___ SUPPLIED DATA ___
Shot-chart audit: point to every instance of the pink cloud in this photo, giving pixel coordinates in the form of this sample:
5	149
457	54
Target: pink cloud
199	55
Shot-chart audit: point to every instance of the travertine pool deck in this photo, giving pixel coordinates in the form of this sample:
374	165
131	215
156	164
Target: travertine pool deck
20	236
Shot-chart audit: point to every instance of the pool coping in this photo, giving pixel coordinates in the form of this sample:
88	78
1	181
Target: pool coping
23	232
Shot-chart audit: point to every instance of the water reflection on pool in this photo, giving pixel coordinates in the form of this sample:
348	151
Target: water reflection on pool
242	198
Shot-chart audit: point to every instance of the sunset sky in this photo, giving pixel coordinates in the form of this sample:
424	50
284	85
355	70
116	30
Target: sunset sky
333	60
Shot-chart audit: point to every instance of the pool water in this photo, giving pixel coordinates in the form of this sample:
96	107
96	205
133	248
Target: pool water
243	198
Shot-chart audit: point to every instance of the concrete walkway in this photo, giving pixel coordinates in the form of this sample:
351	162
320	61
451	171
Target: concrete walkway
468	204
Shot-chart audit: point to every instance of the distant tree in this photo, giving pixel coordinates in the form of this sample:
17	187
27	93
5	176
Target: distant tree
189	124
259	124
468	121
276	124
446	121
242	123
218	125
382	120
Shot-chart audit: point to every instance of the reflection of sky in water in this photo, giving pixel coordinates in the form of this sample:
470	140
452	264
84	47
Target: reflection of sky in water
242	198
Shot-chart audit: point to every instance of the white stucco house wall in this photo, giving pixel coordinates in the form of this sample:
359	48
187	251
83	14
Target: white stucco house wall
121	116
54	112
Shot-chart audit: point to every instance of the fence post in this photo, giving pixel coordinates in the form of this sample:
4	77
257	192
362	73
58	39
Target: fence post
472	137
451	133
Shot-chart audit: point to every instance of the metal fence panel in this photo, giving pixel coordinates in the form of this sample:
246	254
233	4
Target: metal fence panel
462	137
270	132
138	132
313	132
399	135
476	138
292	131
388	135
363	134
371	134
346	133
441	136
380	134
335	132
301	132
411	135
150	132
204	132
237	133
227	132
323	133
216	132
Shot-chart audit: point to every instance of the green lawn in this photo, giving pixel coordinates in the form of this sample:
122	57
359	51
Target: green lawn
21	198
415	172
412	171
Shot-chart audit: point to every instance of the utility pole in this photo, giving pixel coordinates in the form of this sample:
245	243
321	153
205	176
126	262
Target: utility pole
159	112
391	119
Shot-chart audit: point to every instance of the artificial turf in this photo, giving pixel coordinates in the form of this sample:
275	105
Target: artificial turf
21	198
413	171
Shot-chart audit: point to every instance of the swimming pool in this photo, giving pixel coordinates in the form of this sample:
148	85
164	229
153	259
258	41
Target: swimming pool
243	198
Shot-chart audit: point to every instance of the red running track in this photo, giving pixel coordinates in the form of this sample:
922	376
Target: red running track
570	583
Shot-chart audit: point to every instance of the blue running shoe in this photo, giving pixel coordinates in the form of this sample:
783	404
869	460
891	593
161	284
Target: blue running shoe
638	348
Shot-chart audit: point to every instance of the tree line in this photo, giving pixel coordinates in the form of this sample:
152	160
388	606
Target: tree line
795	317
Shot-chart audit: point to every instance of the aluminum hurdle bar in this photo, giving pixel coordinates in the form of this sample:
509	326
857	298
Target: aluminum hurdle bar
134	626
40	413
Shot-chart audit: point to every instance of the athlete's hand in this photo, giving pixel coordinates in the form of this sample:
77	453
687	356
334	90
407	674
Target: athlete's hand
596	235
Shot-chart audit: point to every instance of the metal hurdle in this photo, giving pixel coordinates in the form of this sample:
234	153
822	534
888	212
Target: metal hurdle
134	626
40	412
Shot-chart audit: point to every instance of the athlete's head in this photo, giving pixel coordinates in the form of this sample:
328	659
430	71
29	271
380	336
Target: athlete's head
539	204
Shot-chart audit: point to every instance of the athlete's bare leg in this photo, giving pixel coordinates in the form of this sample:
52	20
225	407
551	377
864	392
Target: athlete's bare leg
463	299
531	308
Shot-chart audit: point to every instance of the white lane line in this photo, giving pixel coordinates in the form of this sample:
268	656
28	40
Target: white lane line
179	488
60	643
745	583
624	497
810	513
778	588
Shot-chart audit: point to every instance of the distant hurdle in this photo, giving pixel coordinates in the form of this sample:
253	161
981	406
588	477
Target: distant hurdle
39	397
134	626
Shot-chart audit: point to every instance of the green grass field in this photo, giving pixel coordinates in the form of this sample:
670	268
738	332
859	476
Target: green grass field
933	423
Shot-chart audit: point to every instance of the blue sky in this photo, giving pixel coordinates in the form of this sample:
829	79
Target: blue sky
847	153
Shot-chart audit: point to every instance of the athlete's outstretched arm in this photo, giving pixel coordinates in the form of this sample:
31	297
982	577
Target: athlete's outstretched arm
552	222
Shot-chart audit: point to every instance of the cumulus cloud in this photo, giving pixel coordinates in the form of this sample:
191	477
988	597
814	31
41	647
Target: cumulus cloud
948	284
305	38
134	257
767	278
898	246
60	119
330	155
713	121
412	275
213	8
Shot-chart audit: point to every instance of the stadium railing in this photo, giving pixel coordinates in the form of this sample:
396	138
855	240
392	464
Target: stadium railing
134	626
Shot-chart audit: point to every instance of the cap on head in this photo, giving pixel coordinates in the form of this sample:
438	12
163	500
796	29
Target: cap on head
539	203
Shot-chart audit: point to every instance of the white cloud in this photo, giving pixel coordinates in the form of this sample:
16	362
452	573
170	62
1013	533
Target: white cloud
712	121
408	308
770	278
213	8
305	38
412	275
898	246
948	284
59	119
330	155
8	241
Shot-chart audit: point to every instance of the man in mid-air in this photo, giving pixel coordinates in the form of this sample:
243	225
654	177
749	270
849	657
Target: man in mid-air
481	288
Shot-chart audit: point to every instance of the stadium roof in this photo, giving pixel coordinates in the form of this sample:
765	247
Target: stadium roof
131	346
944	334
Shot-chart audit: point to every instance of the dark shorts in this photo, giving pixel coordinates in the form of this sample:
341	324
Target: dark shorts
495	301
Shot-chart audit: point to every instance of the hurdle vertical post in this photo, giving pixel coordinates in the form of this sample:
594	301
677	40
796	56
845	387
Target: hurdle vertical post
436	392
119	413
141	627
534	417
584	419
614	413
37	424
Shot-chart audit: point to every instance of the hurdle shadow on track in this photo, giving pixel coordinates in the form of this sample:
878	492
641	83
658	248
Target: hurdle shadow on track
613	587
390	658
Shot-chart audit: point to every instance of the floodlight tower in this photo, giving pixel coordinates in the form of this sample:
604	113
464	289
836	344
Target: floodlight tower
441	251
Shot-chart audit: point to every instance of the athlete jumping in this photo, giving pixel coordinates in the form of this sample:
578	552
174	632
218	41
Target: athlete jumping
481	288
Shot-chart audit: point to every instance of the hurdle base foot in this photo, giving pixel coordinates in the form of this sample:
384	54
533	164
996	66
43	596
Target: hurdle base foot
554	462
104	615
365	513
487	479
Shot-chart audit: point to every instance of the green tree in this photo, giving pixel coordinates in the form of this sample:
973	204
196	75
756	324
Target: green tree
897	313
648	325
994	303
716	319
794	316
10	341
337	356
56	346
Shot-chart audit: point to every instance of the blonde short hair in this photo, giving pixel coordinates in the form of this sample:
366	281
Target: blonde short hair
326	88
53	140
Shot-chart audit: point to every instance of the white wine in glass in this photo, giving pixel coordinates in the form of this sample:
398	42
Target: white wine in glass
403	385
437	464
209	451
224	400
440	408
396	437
___
## TASK TO COMPLETE:
Print the listing above in full, exactly as it is.

## TASK RESPONSE:
Shot-chart audit: point to every instance of the pink cloud in this photo, giving pixel coordinates in the form of this sample:
5	149
457	54
Target: pink cloud
199	55
Shot-chart audit: point to every instance of the travertine pool deck in this photo, giving pixel coordinates in the form of this sample:
374	165
131	215
156	164
Target: travertine pool deck
20	236
Shot-chart audit: point to every instance of the pool coping in this photo, giving pixel coordinates in the form of this sample:
88	78
1	181
Target: pool coping
23	232
Shot-chart audit: point to every instance of the water reflection on pool in this photo, giving pixel coordinates in the form of this sample:
348	151
Target: water reflection on pool
242	198
Shot-chart audit: point to every instance of the sunset sky in this photo, giving pixel coordinates in the form of this sample:
424	50
284	85
355	70
116	30
Target: sunset sky
333	60
Shot-chart audit: point to every instance of the pool water in this photo, giving pixel coordinates in the form of this sample:
96	107
96	205
133	248
Target: pool water
243	198
Shot-chart audit: point to every instance of the concrete walkway in this photo, giving pixel coordinates in the form of this sample:
351	162
320	61
451	171
Target: concrete walkway
468	204
Shot-chart audit: point to every instance of the distant tree in this photo, giving pixel coordinates in the form of this sample:
17	187
27	93
5	176
Target: distant tree
189	124
259	124
468	121
276	124
446	121
242	123
218	125
382	120
Shot-chart audit: point to every instance of the reflection of sky in water in this photo, giving pixel coordinates in the form of this sample:
470	140
452	264
84	47
Target: reflection of sky in water
242	198
Shot-chart audit: point to every instance of the white stucco house wall in this photo, giving pixel coordinates in the form of this sample:
359	48
187	251
83	14
Target: white stucco house wall
121	116
54	112
Shot-chart audit: point to every instance of the fence post in this photo, giving pixel coordinates in the form of this sample:
4	77
257	192
362	73
58	39
Target: fence post
472	137
451	133
Shot-chart audit: point to every instance of the metal fence panel in this photo, giving pixel coordinates in the form of this sample:
246	254
233	4
Target: metal fence panel
462	137
270	132
138	132
313	132
399	135
476	138
292	131
388	135
363	134
371	134
346	133
441	136
380	134
335	132
301	132
411	135
150	132
204	132
237	133
227	132
323	133
216	132
Shot-chart audit: point to every instance of the green lawn in this photo, giving pixel coordinates in the form of this sample:
122	57
359	51
Target: green lawn
21	198
415	172
412	171
Shot-chart audit: point to every instance of the utility pole in this photo, giving pixel coordinates in the form of this sample:
245	243
321	153
205	176
126	262
Target: utility pole
159	112
391	119
Shot-chart audit: point to every instance of the artificial turf in this photo, giving pixel coordinates in the form of this sample:
275	105
Target: artificial turf
21	198
413	171
Shot-chart audit: point to every instance of the swimming pool in this photo, giving pixel coordinates in the form of this sample:
148	85
164	229
153	259
258	41
Target: swimming pool
243	198
Shot-chart audit: point to every instance of the red running track in this photo, giving pixel coordinates in the form of this sample:
922	376
Target: red running track
570	583
Shot-chart audit: point to every instance of the blue running shoe in this photo, giving pixel coordinates in the form of this sample:
783	404
869	460
891	593
161	284
Target: blue running shoe
638	348
Shot-chart audit: point to every instance of the tree line in this photo, giving pixel coordinates in the form of this sample:
152	160
388	606
Target: tree line
795	317
Shot-chart audit: point to every instance of the aluminum hurdle bar in this photo, giving pixel coordinates in the form of this sample:
509	326
857	298
Target: aluminum hurdle bar
134	626
40	413
Shot-chart audit: point to every instance of the athlete's hand in this photo, giving pixel coordinates in the form of this sample:
77	453
687	356
334	90
407	674
Target: athlete's hand
596	235
Shot-chart audit: point to every instance of the metal hurdle in this photo, giving pixel coordinates in the form of this sample:
234	153
822	534
888	212
Target: metal hurdle
134	626
40	412
Shot-chart audit: point to every instance of the athlete's head in this photo, giving pixel coordinates in the form of this sample:
328	659
430	71
29	271
380	336
Target: athlete's head
539	204
Shot-chart audit: point to every instance of the athlete's bare leg in this photo, giving pixel coordinates in the form of this sample:
52	20
225	407
551	377
864	392
Target: athlete's bare leg
463	299
531	308
Shot-chart audit: point to every instance of the white lane line in this photo, giving pixel coordinates in the form of this sample:
268	656
28	40
Target: white lane line
179	488
60	643
745	583
624	497
810	513
778	588
Shot-chart audit: point to every instance of the distant hurdle in this photo, giving pixel coordinates in the form of this sample:
253	161
981	406
588	477
Target: distant hurdle
39	397
134	626
Shot-chart audit: point to every instance of the green grass field in this photo, giving pixel coordinates in the form of this sample:
670	268
738	332
859	476
Target: green grass field
933	423
Shot-chart audit: point to every instance of the blue sky in this photo, giving pixel coordinates in the form of this sample:
829	79
Target: blue sky
847	153
Shot-chart audit: point to every instance of the athlete's outstretched arm in this photo, giving pixel coordinates in the form of this sample:
31	297
982	577
Target: athlete's outstretched arm
552	222
Shot-chart audit: point to every instance of the cumulus cloud in this photo, giving pixel coordinates in the form of this sample:
191	477
988	597
814	31
41	647
Target: cumulus cloud
948	284
305	38
134	257
767	278
898	246
60	119
330	155
713	121
412	275
213	8
Shot-chart audit: point to every instance of the stadium railing in this photo, giving pixel coordinates in the form of this sample:
396	138
855	240
392	464
Target: stadium railing
134	626
Shot-chart audit: point to every instance of the cap on head in this photo, giving pixel coordinates in the form of this sample:
438	12
163	500
796	29
Target: cap on head
539	203
Shot-chart audit: point to every instance of the white cloud in this photo, giving pixel coordinates in the form of this sample:
16	362
452	573
170	62
1013	533
Target: white cloud
712	121
408	308
770	278
213	8
305	38
412	275
898	246
948	284
59	119
330	155
8	241
Shot-chart audit: point to every instance of the man in mid-air in this photo, giving pixel coordinates in the form of this sample:
243	225
654	177
749	270
849	657
Target: man in mid-air
481	288
Shot-chart audit: point to every instance of the stadium roof in this photo, giving pixel coordinates in the form of this sample:
765	247
Target: stadium roof
131	346
944	334
Shot-chart audit: point to every instance of the dark shorts in this photo, giving pixel coordinates in the form of this sample:
341	324
Target: dark shorts
495	301
Shot-chart audit: point to every instance of the hurdle vertical post in this photo, giving pixel coordinates in the form of this sample:
594	301
677	40
796	56
845	387
Target: hurdle vertical post
436	392
119	413
141	627
534	417
584	419
614	413
37	424
Shot-chart audit: point to every instance of the hurdle shadow on track in this photo, giving pixel coordinates in the form of this sample:
878	492
641	83
658	248
Target: hurdle shadow on track
613	587
390	658
Shot-chart audit: point to every instance of the floodlight tower in this photo, giving pixel coordinates in the form of this sample:
604	113
464	289
836	344
Target: floodlight tower
441	251
Shot-chart audit: point to every instance of the athlete jumping in this photo, giving pixel coordinates in the form of this sample:
578	552
174	632
218	41
Target: athlete jumping
481	288
Shot-chart audit: point to every instance of the hurdle base foot in this photo, giving pixel coordinates in the form of this sample:
384	54
533	164
996	66
43	596
Target: hurdle base foot
554	462
104	615
365	513
487	479
Shot-chart audit: point to every instance of the green tree in this photo, giving pixel coordinates in the form of this sample:
973	204
196	75
756	324
Target: green tree
897	313
648	325
994	303
716	319
794	316
10	341
337	356
56	346
Shot-chart audit: point to every instance of the blonde short hair in this photo, giving pixel coordinates in the form of this sample:
366	281
Target: blonde short hair
326	88
53	140
Shot-chart audit: point to every instance of the white wine in glass in this photo, giving pixel coordinates in the form of this sample:
398	42
Target: white wine in glass
403	385
437	464
209	451
224	400
440	408
396	437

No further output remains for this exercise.